- [Aim of the task]: Find every line in the records that contains the string "negative" (case-sensitive), and copy each such line in full.

#### Entries provided

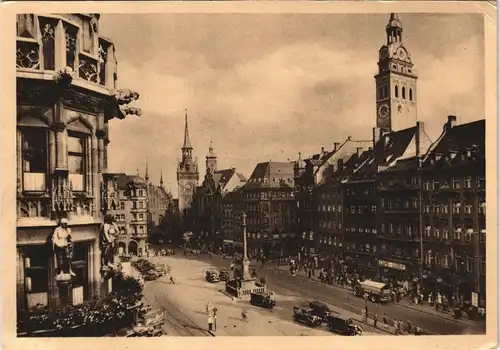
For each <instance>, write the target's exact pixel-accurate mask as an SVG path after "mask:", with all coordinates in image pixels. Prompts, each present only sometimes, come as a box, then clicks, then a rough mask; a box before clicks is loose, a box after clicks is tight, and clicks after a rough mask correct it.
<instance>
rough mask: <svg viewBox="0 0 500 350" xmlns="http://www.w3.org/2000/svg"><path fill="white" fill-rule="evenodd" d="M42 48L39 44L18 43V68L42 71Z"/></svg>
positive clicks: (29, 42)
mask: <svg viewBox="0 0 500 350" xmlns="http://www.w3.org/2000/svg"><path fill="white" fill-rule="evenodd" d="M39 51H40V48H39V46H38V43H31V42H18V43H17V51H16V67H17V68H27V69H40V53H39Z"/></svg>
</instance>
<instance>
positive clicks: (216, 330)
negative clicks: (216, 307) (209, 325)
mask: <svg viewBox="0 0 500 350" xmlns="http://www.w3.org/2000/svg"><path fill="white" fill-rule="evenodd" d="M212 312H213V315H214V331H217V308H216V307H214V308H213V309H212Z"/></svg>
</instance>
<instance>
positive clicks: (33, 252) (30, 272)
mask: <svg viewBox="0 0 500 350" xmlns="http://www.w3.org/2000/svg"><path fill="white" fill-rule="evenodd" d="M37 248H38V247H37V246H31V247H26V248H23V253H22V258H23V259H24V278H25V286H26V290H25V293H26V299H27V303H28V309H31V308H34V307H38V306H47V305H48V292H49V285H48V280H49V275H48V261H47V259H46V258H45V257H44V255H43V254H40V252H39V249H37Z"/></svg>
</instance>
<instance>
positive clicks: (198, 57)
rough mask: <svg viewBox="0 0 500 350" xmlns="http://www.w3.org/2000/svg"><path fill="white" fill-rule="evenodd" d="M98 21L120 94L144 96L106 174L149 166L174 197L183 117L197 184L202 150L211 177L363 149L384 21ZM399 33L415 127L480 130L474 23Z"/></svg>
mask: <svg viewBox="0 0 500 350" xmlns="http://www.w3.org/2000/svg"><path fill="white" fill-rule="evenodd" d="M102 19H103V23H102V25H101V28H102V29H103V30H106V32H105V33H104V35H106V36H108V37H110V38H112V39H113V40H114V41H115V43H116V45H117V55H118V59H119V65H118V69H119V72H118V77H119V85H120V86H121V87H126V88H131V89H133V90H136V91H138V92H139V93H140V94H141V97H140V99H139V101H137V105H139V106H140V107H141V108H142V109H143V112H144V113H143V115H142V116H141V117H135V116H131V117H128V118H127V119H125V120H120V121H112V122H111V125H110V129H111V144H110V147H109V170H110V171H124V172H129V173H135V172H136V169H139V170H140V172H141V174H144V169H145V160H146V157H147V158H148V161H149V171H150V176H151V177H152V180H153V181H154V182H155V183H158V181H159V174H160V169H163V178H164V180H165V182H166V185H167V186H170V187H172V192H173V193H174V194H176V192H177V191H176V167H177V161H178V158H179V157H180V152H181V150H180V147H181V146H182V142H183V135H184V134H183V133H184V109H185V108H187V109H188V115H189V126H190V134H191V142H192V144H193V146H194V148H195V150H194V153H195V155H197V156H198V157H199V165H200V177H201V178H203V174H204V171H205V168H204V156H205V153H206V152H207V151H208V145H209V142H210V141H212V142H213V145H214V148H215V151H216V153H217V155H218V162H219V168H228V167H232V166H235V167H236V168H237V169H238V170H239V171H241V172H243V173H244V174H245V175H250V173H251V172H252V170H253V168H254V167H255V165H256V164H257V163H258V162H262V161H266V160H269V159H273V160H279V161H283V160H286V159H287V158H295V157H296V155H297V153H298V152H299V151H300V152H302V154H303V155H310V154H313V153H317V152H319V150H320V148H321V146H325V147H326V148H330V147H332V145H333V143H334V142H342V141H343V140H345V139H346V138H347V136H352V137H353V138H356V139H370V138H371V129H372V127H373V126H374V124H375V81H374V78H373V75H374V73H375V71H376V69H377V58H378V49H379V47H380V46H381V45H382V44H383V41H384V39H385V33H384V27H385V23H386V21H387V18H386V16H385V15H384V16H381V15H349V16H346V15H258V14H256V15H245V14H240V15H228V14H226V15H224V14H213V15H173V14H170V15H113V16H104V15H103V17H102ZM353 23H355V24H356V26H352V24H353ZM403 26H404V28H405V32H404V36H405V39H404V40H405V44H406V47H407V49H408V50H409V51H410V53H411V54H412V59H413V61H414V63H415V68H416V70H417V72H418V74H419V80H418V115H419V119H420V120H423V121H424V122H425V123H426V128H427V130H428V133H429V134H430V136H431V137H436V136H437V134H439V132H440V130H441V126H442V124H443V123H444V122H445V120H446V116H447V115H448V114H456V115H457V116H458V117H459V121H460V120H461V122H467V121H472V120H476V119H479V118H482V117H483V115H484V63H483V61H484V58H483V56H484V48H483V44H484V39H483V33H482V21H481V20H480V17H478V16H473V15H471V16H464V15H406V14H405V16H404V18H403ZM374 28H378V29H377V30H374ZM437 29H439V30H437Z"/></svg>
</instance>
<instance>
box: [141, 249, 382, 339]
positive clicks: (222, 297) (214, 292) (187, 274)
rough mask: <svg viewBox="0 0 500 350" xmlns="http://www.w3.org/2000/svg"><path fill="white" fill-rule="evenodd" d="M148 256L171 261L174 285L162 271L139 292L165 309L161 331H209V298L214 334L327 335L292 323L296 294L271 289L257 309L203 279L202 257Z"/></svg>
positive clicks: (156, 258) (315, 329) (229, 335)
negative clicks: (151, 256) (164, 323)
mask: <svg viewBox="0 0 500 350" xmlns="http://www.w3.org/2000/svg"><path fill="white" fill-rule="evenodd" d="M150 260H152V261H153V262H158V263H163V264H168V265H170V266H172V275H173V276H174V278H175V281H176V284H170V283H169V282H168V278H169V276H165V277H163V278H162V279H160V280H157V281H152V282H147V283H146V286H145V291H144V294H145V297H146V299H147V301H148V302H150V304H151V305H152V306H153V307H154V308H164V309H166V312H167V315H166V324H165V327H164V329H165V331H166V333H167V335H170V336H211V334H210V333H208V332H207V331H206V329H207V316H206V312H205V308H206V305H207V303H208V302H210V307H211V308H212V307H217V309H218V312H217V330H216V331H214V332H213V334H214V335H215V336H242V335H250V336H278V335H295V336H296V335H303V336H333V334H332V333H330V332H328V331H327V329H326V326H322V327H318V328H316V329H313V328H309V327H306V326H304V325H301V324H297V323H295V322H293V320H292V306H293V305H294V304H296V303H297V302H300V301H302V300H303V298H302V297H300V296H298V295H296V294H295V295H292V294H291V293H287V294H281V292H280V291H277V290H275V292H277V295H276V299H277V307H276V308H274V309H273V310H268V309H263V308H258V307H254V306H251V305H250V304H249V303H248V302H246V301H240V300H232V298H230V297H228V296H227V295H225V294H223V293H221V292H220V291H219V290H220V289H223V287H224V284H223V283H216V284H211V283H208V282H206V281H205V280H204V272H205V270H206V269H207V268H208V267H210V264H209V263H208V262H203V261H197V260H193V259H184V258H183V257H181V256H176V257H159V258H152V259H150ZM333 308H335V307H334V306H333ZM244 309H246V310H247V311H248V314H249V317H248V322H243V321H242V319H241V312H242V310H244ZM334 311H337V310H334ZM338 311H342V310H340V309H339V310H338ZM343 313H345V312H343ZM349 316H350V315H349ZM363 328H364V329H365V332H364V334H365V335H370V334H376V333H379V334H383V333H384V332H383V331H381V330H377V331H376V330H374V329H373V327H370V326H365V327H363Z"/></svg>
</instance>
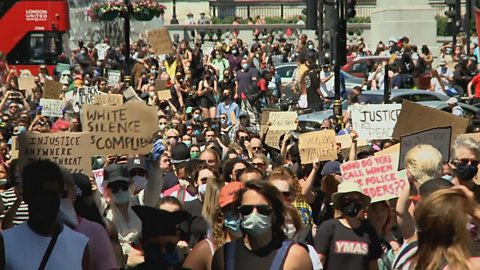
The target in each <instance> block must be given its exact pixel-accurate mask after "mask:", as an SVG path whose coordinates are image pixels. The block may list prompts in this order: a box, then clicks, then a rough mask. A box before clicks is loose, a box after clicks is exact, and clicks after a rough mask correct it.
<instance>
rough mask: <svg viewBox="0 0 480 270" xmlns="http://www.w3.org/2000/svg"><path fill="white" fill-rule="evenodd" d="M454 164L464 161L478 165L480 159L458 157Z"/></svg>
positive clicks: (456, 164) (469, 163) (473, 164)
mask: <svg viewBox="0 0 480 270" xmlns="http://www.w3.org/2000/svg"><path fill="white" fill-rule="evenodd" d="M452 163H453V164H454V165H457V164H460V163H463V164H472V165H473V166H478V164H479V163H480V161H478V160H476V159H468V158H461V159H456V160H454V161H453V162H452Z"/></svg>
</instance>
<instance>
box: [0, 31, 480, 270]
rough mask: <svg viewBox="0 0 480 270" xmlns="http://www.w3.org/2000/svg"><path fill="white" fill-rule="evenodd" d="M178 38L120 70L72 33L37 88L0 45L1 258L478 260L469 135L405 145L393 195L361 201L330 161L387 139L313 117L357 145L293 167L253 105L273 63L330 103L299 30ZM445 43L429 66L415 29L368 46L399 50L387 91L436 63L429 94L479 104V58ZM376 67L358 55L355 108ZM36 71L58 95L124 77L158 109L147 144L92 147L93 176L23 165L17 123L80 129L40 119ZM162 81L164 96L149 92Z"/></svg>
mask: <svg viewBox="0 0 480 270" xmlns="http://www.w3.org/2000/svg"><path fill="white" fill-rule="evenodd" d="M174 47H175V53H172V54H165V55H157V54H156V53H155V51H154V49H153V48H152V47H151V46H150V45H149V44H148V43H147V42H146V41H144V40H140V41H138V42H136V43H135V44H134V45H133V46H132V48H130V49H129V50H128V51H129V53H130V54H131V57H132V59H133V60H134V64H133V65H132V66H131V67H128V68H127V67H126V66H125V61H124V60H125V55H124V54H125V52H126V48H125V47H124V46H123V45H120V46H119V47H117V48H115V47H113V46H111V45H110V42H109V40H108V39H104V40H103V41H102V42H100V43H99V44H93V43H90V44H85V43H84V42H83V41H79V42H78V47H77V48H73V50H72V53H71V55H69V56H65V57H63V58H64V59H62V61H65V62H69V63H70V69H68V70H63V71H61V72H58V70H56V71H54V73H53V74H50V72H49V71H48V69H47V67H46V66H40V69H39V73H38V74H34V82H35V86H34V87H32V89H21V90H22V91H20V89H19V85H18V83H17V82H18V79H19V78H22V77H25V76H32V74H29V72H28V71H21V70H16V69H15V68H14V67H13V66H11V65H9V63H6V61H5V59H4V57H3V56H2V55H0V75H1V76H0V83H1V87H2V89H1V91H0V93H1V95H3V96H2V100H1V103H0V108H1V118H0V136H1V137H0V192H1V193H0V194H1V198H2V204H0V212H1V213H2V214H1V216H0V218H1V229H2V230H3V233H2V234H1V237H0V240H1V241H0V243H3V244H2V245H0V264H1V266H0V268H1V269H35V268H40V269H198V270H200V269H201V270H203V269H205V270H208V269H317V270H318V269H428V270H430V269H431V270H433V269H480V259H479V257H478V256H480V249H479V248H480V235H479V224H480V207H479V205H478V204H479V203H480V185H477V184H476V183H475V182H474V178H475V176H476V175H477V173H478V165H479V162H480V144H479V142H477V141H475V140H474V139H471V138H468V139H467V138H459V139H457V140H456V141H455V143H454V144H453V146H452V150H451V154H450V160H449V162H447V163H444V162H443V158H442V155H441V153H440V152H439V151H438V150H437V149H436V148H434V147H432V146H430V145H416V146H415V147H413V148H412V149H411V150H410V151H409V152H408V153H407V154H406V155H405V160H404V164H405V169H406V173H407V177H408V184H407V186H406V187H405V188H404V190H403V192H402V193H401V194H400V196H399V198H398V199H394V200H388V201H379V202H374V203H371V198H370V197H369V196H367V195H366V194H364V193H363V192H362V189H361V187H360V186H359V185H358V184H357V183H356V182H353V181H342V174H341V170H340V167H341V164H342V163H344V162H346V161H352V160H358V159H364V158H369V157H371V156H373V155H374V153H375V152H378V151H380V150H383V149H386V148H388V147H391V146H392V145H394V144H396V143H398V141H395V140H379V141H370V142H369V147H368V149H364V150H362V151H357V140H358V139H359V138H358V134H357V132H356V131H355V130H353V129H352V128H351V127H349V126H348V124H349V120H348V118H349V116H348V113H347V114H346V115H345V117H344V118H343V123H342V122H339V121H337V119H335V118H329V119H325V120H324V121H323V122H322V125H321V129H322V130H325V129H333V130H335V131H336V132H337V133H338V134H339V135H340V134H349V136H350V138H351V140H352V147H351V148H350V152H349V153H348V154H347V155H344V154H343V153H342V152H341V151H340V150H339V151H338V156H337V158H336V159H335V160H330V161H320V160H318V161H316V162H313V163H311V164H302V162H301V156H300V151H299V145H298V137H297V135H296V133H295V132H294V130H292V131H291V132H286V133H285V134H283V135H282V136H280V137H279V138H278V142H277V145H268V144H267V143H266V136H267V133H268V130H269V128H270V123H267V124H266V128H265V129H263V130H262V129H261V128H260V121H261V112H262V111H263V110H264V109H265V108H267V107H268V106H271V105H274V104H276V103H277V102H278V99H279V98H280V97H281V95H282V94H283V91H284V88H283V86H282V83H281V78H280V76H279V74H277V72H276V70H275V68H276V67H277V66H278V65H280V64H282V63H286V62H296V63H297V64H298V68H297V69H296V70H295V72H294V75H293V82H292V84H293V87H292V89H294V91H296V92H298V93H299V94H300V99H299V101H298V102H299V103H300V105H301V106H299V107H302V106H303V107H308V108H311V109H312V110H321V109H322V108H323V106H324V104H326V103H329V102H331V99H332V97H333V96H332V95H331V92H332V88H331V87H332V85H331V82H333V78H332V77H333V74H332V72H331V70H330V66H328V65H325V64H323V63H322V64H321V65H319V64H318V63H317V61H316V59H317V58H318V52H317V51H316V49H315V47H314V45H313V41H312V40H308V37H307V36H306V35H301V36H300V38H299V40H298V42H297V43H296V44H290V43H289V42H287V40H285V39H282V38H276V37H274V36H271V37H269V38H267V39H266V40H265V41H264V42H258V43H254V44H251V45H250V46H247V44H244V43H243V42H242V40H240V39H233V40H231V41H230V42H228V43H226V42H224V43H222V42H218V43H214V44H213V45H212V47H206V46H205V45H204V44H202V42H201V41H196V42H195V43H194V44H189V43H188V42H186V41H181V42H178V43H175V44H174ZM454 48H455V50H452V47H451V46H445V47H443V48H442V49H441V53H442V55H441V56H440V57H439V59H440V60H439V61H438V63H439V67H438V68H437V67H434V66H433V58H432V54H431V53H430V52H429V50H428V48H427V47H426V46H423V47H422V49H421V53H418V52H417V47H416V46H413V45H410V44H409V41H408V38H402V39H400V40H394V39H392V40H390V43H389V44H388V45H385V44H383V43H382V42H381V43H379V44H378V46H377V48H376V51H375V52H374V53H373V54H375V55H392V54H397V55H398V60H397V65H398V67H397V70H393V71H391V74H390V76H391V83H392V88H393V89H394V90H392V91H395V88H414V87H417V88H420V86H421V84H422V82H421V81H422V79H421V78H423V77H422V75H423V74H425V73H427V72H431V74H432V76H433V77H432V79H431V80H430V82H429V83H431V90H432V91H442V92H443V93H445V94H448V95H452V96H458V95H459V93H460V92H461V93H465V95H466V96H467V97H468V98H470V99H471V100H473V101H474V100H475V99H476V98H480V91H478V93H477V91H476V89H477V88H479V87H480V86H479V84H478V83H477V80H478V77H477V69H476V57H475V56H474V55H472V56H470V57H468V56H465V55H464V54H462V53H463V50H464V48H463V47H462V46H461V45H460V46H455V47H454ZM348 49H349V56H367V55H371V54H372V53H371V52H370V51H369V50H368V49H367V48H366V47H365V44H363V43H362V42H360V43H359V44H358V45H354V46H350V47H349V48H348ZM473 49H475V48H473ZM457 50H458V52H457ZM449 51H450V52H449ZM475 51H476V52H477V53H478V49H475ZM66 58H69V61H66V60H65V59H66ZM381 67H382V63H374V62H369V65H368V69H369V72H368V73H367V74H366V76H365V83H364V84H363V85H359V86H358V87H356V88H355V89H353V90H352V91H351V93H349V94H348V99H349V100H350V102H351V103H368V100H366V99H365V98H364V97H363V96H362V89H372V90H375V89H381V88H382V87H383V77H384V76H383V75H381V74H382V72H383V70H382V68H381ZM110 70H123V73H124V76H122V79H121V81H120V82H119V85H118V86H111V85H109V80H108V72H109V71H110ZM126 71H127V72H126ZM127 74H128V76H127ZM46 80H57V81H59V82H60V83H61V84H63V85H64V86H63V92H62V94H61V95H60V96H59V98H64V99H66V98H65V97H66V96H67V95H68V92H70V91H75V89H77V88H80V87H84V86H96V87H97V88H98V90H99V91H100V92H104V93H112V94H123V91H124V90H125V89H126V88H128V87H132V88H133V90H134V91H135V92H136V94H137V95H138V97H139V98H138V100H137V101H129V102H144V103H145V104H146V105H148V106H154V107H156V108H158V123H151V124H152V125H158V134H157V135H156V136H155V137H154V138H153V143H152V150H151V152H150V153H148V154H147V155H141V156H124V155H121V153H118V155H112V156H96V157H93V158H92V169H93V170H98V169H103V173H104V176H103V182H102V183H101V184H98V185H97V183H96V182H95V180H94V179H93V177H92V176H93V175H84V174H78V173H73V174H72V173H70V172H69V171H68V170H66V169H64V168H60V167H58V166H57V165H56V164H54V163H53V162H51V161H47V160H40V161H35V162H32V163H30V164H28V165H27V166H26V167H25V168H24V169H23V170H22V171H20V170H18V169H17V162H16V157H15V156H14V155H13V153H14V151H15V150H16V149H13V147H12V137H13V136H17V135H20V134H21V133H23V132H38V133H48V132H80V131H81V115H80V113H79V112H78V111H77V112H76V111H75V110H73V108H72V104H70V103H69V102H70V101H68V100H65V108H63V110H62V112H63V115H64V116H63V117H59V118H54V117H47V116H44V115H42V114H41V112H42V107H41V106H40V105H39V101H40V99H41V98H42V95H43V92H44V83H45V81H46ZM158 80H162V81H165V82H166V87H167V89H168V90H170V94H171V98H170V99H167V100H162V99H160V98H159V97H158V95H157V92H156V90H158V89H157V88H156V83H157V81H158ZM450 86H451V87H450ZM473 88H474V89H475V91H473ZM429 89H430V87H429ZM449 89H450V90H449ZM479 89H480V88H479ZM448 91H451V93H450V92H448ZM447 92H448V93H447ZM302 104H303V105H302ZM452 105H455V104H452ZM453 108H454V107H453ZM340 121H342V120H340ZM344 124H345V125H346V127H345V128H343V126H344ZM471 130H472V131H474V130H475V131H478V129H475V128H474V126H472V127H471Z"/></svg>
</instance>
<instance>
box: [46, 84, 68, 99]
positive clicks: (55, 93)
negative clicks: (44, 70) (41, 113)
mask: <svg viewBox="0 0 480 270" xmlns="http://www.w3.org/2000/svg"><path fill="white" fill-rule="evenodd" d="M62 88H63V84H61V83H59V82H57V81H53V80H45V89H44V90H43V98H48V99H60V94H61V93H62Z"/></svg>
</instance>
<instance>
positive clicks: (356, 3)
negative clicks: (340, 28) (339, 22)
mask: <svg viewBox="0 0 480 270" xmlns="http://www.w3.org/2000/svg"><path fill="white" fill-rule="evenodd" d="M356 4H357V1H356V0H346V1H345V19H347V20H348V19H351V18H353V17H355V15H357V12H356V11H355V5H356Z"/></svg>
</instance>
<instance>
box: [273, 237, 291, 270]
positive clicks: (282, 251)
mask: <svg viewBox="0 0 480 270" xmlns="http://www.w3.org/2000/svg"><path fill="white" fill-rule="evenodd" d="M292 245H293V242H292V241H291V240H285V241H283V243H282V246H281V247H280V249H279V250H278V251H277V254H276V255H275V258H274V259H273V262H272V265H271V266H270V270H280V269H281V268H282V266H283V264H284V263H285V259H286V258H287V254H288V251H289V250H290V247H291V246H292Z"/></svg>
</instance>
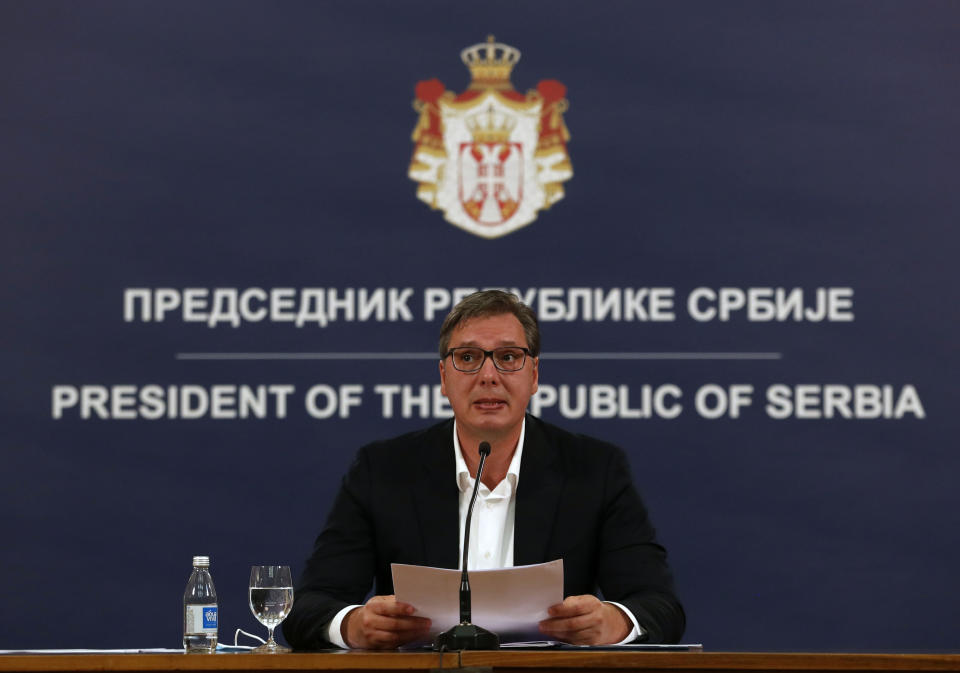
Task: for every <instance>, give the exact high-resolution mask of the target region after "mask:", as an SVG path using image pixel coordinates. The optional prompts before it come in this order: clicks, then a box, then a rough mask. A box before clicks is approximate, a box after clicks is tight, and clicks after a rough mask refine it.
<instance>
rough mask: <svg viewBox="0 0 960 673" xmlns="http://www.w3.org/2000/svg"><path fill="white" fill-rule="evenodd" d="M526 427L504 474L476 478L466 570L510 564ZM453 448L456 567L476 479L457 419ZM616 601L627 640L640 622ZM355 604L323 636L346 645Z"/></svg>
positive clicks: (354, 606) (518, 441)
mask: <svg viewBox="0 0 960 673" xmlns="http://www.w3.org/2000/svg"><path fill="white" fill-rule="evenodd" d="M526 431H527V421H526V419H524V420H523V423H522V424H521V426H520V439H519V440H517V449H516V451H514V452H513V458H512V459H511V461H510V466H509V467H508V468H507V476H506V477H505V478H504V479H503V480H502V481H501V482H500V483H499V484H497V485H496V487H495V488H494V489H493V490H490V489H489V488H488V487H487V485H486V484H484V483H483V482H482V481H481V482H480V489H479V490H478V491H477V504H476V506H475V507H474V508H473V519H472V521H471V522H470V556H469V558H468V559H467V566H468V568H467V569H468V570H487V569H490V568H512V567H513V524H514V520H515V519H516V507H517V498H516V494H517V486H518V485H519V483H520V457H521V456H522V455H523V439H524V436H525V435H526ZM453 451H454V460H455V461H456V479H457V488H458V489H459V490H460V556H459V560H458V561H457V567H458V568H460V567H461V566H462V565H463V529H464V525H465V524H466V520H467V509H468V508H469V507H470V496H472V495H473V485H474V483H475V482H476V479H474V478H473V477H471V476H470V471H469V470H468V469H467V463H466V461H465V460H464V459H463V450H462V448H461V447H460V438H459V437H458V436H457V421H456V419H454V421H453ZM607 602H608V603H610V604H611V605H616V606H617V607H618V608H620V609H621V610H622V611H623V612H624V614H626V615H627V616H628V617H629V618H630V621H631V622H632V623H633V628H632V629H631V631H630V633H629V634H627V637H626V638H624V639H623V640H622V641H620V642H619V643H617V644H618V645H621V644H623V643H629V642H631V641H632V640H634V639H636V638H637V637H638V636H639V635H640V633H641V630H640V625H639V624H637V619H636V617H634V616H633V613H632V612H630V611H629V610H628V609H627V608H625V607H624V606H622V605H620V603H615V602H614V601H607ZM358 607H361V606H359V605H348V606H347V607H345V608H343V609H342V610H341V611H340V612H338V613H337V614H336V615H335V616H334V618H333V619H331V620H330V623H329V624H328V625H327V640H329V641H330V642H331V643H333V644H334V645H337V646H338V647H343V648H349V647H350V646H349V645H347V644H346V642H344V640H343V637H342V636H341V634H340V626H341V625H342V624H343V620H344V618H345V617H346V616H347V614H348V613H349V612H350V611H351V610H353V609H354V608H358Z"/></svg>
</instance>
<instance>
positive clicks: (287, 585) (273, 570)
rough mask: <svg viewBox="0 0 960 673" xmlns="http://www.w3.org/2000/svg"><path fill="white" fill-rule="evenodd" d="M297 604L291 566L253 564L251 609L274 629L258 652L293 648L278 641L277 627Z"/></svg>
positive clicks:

########

- [Result for this task]:
negative clicks: (216, 307) (209, 325)
negative clicks: (151, 256) (164, 323)
negative clicks: (44, 70) (41, 113)
negative clicks: (340, 28) (339, 22)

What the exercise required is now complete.